(Data drawn from a collection)
--- BEGIN ---

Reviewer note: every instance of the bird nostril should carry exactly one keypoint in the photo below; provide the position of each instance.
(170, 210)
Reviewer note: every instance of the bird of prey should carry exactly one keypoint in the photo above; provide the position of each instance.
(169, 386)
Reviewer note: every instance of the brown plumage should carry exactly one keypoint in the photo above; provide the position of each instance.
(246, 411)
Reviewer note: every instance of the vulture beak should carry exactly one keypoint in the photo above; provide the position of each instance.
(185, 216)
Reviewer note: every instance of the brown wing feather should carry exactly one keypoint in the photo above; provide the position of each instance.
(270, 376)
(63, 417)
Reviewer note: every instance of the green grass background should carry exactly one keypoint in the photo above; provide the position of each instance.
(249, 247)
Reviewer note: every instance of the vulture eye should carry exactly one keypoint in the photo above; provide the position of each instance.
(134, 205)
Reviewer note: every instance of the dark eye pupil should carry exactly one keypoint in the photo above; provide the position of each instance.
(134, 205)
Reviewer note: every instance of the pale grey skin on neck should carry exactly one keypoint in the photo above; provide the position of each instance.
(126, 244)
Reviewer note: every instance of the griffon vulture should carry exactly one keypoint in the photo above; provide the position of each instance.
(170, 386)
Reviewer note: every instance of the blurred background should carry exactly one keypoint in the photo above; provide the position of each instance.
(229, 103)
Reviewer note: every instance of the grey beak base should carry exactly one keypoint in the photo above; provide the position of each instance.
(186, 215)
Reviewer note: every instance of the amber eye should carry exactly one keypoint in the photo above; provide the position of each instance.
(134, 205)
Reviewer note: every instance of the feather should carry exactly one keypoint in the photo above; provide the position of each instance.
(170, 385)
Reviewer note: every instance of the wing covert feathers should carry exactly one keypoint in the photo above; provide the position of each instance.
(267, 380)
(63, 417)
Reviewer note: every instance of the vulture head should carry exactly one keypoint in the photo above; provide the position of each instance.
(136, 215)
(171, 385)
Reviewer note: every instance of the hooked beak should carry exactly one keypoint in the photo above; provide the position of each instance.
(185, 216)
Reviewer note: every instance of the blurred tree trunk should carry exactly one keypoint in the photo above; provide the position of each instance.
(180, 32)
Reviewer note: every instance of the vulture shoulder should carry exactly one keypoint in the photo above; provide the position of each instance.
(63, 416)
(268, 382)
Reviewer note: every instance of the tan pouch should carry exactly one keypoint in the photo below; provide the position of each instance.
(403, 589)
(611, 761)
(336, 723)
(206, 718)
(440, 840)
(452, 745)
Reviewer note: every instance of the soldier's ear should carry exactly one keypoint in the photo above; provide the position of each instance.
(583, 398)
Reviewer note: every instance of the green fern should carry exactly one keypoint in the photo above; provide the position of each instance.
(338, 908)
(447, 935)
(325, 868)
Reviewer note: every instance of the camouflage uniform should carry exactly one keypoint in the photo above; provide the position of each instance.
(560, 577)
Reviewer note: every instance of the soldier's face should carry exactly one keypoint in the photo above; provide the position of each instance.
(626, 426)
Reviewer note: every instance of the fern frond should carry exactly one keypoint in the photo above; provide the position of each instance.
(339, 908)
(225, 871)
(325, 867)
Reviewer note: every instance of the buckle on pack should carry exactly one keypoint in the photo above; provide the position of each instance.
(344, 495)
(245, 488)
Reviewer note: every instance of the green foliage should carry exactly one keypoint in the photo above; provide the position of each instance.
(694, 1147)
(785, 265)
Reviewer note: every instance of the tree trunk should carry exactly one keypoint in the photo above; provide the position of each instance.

--- END ---

◆ **Brief**:
Put each line of the rows above into a JSON array of strings, with one string per line and blank lines omitted.

◆ **Expected answer**:
[
  "Reviewer note: every instance of the bird nostril should carry exactly one keypoint in the photo below; provide the position of each instance.",
  "(170, 210)",
  "Reviewer note: every instance of the bird of prey should carry exactly one keypoint in the photo above; provide the position of each instance.",
  "(169, 386)",
  "Reviewer note: every instance of the brown plumage should carry exactly one keypoint in the photo above; provide the position of each instance.",
  "(246, 411)",
  "Reviewer note: every instance of the vulture beak should carry exactly one keypoint in the photo above; provide the position of each instance.",
  "(185, 216)",
  "Reviewer note: every instance of the brown wing feather should carry exactly one keypoint in the photo above; provide the position of each instance.",
  "(270, 376)",
  "(63, 417)",
  "Reviewer note: every instance of the green grass background should carry exactly one keypoint in the photo above; provide the position of each instance.",
  "(249, 247)",
  "Reviewer note: every instance of the vulture eye should carry exactly one keypoint in the photo above; provide the position of each instance.",
  "(134, 205)",
  "Reviewer note: every instance of the dark eye pupil should carry exactly one keypoint in the photo above; provide the position of each instance.",
  "(134, 205)",
  "Reviewer note: every instance of the pale grey skin on neck should carry exactly one keypoint in the photo above; provide the position of each instance.",
  "(126, 244)",
  "Reviewer note: every instance of the griffon vulture should carry exactly one keypoint in the photo above; provide the position of each instance.",
  "(170, 386)",
  "Reviewer note: every instance of the blurred background should carry exactly one keypoint in the photo above; provide the position of each instance.",
  "(229, 103)",
  "Reviewer note: every instance of the grey beak base should carry exactly one keypoint in the photo above; provide the position of each instance.",
  "(186, 215)",
  "Reviewer note: every instance of the amber eye should carry exactly one keypoint in the photo above; provide the position of each instance.",
  "(134, 205)",
  "Reviewer note: every instance of the feather should carry exactly one keypoint in the photo above; provide the position of each instance.",
  "(170, 385)",
  "Reviewer note: every instance of the wing covert feathers should carry exactly one keypoint in the photo above; provide the position of each instance.",
  "(267, 380)",
  "(63, 417)",
  "Reviewer note: every instance of the vulture head should carry exactly one keypoint in the photo above; provide the position of each instance.",
  "(136, 215)",
  "(171, 385)",
  "Reviewer note: every instance of the hooked beak should carry exactly one keypoint in the photo above; provide the position of each instance.",
  "(185, 216)",
  "Reviewer note: every instance of the blurred tree trunk should carry exactly one keypoint in the photo above; provide the position of each instance.",
  "(180, 32)",
  "Reviewer note: every instance of the vulture shoulder should carry exactly one keypoint in the photo above; provide the position of each instance.",
  "(63, 416)",
  "(268, 382)",
  "Reviewer note: every instance of the tan pouch should carry exactly one keypoint in the photo below; provide the position of each instance.",
  "(403, 589)",
  "(611, 761)",
  "(336, 723)",
  "(206, 718)",
  "(440, 840)",
  "(452, 745)",
  "Reviewer note: every instance of the soldier's ear should carry exactly one keypoint in the photo above; provide the position of each instance.",
  "(583, 398)",
  "Reviewer note: every instance of the green fern should carry exactly one keypoint in the photo above; provide the position of each instance.",
  "(338, 908)",
  "(447, 935)",
  "(325, 868)",
  "Reviewer note: every instance of the camouflage uniform should carry exactly one keypoint in the photo above; provide the position of each instance.",
  "(560, 577)",
  "Reviewer note: every instance of the soldier's face should carry exactly one keypoint in the photo above; provide the position of each instance.",
  "(626, 426)",
  "Reviewer note: every instance of the fern frond should carry exactly one keypoint in the photo above; provide the position of each instance.",
  "(339, 908)",
  "(225, 871)",
  "(325, 867)",
  "Reviewer note: every instance of the buckle on pack should carry exactly one keypoint in the photo above; provide the position of each instance.",
  "(344, 495)",
  "(245, 488)",
  "Reviewer note: every instance of the green foliage should carry exactly one keypoint in the photo above; provide the position of each instance.",
  "(694, 1147)",
  "(785, 265)",
  "Reviewer note: every instance of the tree trunk should carry exactly one keypoint in the photo above; provide the position of each instance."
]